#### [The exercise]
Change every "coordinates" in the material below to "positions" and write the material out again with nothing else altered. Leave the pictures out.

start Records supplied

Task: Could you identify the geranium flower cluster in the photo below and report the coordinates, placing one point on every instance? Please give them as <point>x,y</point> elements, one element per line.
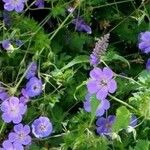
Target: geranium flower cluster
<point>18,5</point>
<point>100,84</point>
<point>13,108</point>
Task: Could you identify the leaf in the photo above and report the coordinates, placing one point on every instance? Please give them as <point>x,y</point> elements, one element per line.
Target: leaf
<point>142,145</point>
<point>58,10</point>
<point>94,105</point>
<point>34,147</point>
<point>111,56</point>
<point>122,119</point>
<point>77,60</point>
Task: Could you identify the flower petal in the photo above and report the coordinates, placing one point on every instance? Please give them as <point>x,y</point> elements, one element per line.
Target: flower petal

end Records supplied

#### [Correct answer]
Task: Could you identify the geranium flower cluster in the photo below and report the positions, placing one point on every instance? Please give them as <point>x,y</point> elements, one element per line.
Target: geranium flower cluster
<point>18,5</point>
<point>100,84</point>
<point>13,108</point>
Task: Could you identify the leaf in the photo above and report the positions, placing one point on every instance? Please give them as <point>x,y</point> elements, one element per line.
Target: leaf
<point>142,145</point>
<point>58,10</point>
<point>94,105</point>
<point>34,147</point>
<point>111,56</point>
<point>122,119</point>
<point>77,60</point>
Task: Could you identify the flower petal in the photo above and report the positions, placing one point on every instance? Please give them as <point>x,y</point> elements, one element per line.
Target: flower petal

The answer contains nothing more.